* [EXERCISE DETAILS]:
Copy each of the following rows word for word.

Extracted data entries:
※ ※ ※

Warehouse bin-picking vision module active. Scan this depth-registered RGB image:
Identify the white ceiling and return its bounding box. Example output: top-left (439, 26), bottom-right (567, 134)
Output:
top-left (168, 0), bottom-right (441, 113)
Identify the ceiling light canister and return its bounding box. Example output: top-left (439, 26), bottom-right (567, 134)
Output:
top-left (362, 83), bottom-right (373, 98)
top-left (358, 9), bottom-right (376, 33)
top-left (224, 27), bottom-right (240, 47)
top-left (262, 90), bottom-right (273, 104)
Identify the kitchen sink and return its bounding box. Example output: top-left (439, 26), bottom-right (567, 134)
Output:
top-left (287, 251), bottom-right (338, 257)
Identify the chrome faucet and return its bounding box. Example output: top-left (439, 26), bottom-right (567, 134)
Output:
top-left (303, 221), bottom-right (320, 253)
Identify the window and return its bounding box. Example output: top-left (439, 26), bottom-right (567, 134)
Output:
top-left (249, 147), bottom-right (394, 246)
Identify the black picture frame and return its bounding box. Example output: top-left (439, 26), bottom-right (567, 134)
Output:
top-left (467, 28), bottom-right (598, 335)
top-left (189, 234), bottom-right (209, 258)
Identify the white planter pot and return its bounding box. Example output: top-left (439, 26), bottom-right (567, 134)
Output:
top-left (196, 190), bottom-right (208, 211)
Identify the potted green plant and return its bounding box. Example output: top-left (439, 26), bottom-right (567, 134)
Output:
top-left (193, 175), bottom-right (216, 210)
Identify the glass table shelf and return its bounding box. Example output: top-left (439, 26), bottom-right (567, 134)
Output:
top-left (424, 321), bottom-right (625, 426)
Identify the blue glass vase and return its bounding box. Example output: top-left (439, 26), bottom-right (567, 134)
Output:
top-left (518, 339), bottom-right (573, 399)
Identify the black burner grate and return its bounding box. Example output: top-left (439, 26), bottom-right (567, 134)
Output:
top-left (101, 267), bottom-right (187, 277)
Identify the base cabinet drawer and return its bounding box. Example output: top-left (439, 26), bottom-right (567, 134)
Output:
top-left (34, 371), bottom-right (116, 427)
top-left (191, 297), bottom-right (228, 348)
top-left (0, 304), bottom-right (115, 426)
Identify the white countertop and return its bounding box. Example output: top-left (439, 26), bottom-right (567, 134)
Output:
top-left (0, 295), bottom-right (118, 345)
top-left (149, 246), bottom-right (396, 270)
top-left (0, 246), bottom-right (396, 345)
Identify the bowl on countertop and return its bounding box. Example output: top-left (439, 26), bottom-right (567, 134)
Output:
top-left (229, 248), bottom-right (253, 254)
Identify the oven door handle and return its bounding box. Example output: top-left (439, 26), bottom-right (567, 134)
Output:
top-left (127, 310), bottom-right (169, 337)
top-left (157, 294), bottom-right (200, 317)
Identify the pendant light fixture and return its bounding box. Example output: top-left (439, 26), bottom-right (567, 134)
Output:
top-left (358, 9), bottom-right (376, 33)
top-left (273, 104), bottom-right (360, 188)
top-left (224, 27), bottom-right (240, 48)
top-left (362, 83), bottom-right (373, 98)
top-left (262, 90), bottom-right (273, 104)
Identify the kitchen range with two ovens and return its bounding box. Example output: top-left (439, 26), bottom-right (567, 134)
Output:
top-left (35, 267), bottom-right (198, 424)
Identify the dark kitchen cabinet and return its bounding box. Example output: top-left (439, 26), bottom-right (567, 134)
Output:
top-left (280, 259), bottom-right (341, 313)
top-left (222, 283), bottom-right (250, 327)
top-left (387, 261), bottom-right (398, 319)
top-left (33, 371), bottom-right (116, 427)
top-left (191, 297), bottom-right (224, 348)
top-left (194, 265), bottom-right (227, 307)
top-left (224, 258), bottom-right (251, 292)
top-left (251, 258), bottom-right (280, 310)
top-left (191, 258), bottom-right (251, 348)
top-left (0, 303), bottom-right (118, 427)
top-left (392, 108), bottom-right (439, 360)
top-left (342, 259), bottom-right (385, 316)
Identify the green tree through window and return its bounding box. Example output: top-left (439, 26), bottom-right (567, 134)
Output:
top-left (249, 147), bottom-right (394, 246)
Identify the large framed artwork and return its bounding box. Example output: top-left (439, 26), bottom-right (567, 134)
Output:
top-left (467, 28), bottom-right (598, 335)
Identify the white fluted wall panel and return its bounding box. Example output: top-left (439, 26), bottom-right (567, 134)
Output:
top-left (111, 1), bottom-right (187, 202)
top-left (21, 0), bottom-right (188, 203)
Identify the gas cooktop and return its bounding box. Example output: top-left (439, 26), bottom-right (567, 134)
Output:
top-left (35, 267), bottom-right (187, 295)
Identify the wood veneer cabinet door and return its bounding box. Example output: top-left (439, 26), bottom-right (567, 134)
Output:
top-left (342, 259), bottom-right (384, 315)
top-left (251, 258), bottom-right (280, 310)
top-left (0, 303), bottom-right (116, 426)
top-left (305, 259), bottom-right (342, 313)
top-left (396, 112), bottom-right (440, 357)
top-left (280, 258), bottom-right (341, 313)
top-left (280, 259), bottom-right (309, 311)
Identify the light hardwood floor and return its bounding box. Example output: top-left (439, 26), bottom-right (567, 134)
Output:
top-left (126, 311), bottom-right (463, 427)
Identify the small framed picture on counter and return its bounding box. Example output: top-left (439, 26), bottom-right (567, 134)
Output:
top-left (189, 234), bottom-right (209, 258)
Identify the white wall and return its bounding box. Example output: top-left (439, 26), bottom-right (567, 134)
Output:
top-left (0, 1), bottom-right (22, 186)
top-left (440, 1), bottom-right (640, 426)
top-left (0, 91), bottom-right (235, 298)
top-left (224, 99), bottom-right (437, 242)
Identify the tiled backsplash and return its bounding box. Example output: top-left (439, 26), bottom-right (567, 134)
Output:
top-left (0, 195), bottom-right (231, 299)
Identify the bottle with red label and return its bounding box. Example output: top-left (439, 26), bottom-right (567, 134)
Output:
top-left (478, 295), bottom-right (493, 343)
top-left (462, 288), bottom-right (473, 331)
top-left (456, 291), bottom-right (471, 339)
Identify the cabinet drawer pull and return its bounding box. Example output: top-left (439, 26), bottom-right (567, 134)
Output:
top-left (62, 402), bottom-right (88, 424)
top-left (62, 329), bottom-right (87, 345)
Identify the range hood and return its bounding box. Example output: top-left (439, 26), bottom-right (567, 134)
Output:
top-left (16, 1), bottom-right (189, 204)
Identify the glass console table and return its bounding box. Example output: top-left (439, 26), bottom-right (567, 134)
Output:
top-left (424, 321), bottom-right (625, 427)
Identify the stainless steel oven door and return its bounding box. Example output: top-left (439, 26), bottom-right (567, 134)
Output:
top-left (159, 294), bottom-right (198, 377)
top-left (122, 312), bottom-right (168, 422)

※ ※ ※

* [COMPLETE ANSWER]:
Warehouse bin-picking vision module active. Scan this depth-registered RGB image:
Identify the white ceiling and return its bounding box. Example output: top-left (439, 26), bottom-right (567, 134)
Output:
top-left (168, 0), bottom-right (441, 113)
Identify the ceiling light canister and return its bounding box. Example output: top-left (439, 26), bottom-right (567, 134)
Output:
top-left (362, 83), bottom-right (373, 98)
top-left (358, 9), bottom-right (376, 33)
top-left (224, 27), bottom-right (240, 47)
top-left (262, 90), bottom-right (273, 104)
Identify the kitchen sink and return its bounding box. Example output: top-left (439, 26), bottom-right (567, 134)
Output:
top-left (287, 251), bottom-right (338, 257)
Identify the chrome faucet and return its bounding box. Example output: top-left (439, 26), bottom-right (567, 134)
Output:
top-left (303, 221), bottom-right (320, 253)
Identify the window and return its bounding box. Example output: top-left (439, 26), bottom-right (567, 134)
Output:
top-left (249, 147), bottom-right (394, 246)
Identify the black picture frame and return its bounding box. Example output: top-left (439, 26), bottom-right (567, 134)
Output:
top-left (467, 28), bottom-right (598, 335)
top-left (189, 234), bottom-right (209, 258)
Identify the white planter pot and return its bounding box. Example output: top-left (439, 26), bottom-right (567, 134)
Output:
top-left (196, 190), bottom-right (208, 211)
Identify the potted green plant and return its bounding box. Example output: top-left (439, 26), bottom-right (567, 134)
Output:
top-left (193, 175), bottom-right (216, 210)
Identify the glass table shelf and return its bounding box. Example output: top-left (439, 26), bottom-right (567, 134)
Output:
top-left (424, 321), bottom-right (625, 426)
Identify the blue glass vase and return its bounding box. Example output: top-left (439, 26), bottom-right (567, 134)
Output:
top-left (518, 339), bottom-right (573, 399)
Identify the black burner grate and return its bounding box. Example output: top-left (439, 26), bottom-right (567, 134)
Output:
top-left (101, 267), bottom-right (187, 277)
Identify the base cabinet drawer and return its bounding box. Example output: top-left (439, 26), bottom-right (567, 134)
Output:
top-left (34, 371), bottom-right (116, 427)
top-left (191, 297), bottom-right (228, 348)
top-left (0, 304), bottom-right (115, 426)
Identify the white countertop and return its bounding box. Example output: top-left (439, 26), bottom-right (567, 134)
Output:
top-left (0, 295), bottom-right (118, 345)
top-left (149, 246), bottom-right (396, 270)
top-left (0, 246), bottom-right (396, 345)
Identify the bowl on countertop and return its bounding box. Example output: top-left (439, 26), bottom-right (567, 134)
Output:
top-left (229, 248), bottom-right (253, 254)
Identify the oven door handle and return its bounding box. Example output: top-left (439, 26), bottom-right (567, 134)
Output:
top-left (127, 310), bottom-right (169, 337)
top-left (157, 294), bottom-right (200, 317)
Identify the pendant light fixture and return its bounding box. Example output: top-left (439, 26), bottom-right (567, 134)
Output:
top-left (358, 9), bottom-right (376, 33)
top-left (273, 104), bottom-right (360, 188)
top-left (224, 27), bottom-right (240, 48)
top-left (362, 83), bottom-right (373, 98)
top-left (262, 90), bottom-right (273, 104)
Identify the kitchen range with two ovens and return its bounding box. Example output: top-left (439, 26), bottom-right (567, 134)
Output:
top-left (35, 267), bottom-right (198, 424)
Identify the dark kitchen cabinet and return its bounding box. Example output: top-left (439, 26), bottom-right (567, 134)
Output:
top-left (280, 259), bottom-right (341, 313)
top-left (222, 283), bottom-right (250, 327)
top-left (387, 261), bottom-right (398, 319)
top-left (33, 371), bottom-right (116, 427)
top-left (191, 297), bottom-right (224, 348)
top-left (194, 265), bottom-right (227, 307)
top-left (224, 258), bottom-right (251, 292)
top-left (251, 258), bottom-right (280, 310)
top-left (191, 258), bottom-right (251, 348)
top-left (0, 303), bottom-right (118, 427)
top-left (392, 108), bottom-right (439, 360)
top-left (342, 259), bottom-right (385, 316)
Identify the green tree through window and return its bounding box. Example output: top-left (439, 26), bottom-right (567, 134)
Output:
top-left (249, 147), bottom-right (394, 246)
Identify the large framed artwork and return its bounding box. Example output: top-left (439, 26), bottom-right (567, 134)
Output:
top-left (467, 28), bottom-right (598, 335)
Identify the white fluted wall panel and return its bounding box. Example output: top-left (439, 26), bottom-right (567, 134)
Output:
top-left (111, 1), bottom-right (187, 202)
top-left (21, 0), bottom-right (188, 203)
Identify the gas cooktop and return its bounding box. Example output: top-left (439, 26), bottom-right (567, 134)
Output:
top-left (35, 267), bottom-right (187, 295)
Identify the wood veneer cabinet door and return its bounding box. Example output: top-left (439, 26), bottom-right (567, 134)
Output:
top-left (342, 259), bottom-right (384, 315)
top-left (251, 258), bottom-right (280, 310)
top-left (0, 303), bottom-right (116, 426)
top-left (305, 259), bottom-right (342, 313)
top-left (396, 112), bottom-right (440, 357)
top-left (280, 258), bottom-right (341, 313)
top-left (280, 259), bottom-right (309, 311)
Identify the light hardwood floor and return its bounding box. Example output: top-left (439, 26), bottom-right (567, 134)
Output:
top-left (126, 311), bottom-right (463, 427)
Identify the small framed picture on counter and return its bounding box. Example output: top-left (439, 26), bottom-right (567, 134)
Output:
top-left (189, 234), bottom-right (209, 258)
Identify the white wall and return its bounding box. Example output: top-left (439, 26), bottom-right (567, 134)
Output:
top-left (0, 1), bottom-right (22, 186)
top-left (440, 1), bottom-right (640, 426)
top-left (0, 91), bottom-right (235, 298)
top-left (224, 99), bottom-right (437, 242)
Identify the tiled backsplash and return its bounding box. Example output: top-left (439, 26), bottom-right (567, 134)
Output:
top-left (0, 195), bottom-right (231, 299)
Identify the bottle with red label and return its bounding box. Example output: top-left (439, 26), bottom-right (567, 134)
Output:
top-left (478, 295), bottom-right (493, 343)
top-left (462, 288), bottom-right (473, 331)
top-left (456, 291), bottom-right (471, 339)
Identify the cabinet drawer pull and return its bounding box. Example output: top-left (439, 26), bottom-right (567, 134)
Output:
top-left (62, 402), bottom-right (88, 424)
top-left (62, 329), bottom-right (87, 345)
Identify the range hood and return its bounding box. Example output: top-left (439, 26), bottom-right (567, 134)
Output:
top-left (16, 1), bottom-right (189, 204)
Identify the glass console table and return its bounding box. Example output: top-left (439, 26), bottom-right (567, 134)
Output:
top-left (424, 321), bottom-right (625, 427)
Identify the stainless steel oven door and return its bounding box. Example output: top-left (439, 26), bottom-right (567, 134)
Output:
top-left (159, 294), bottom-right (198, 377)
top-left (122, 312), bottom-right (168, 422)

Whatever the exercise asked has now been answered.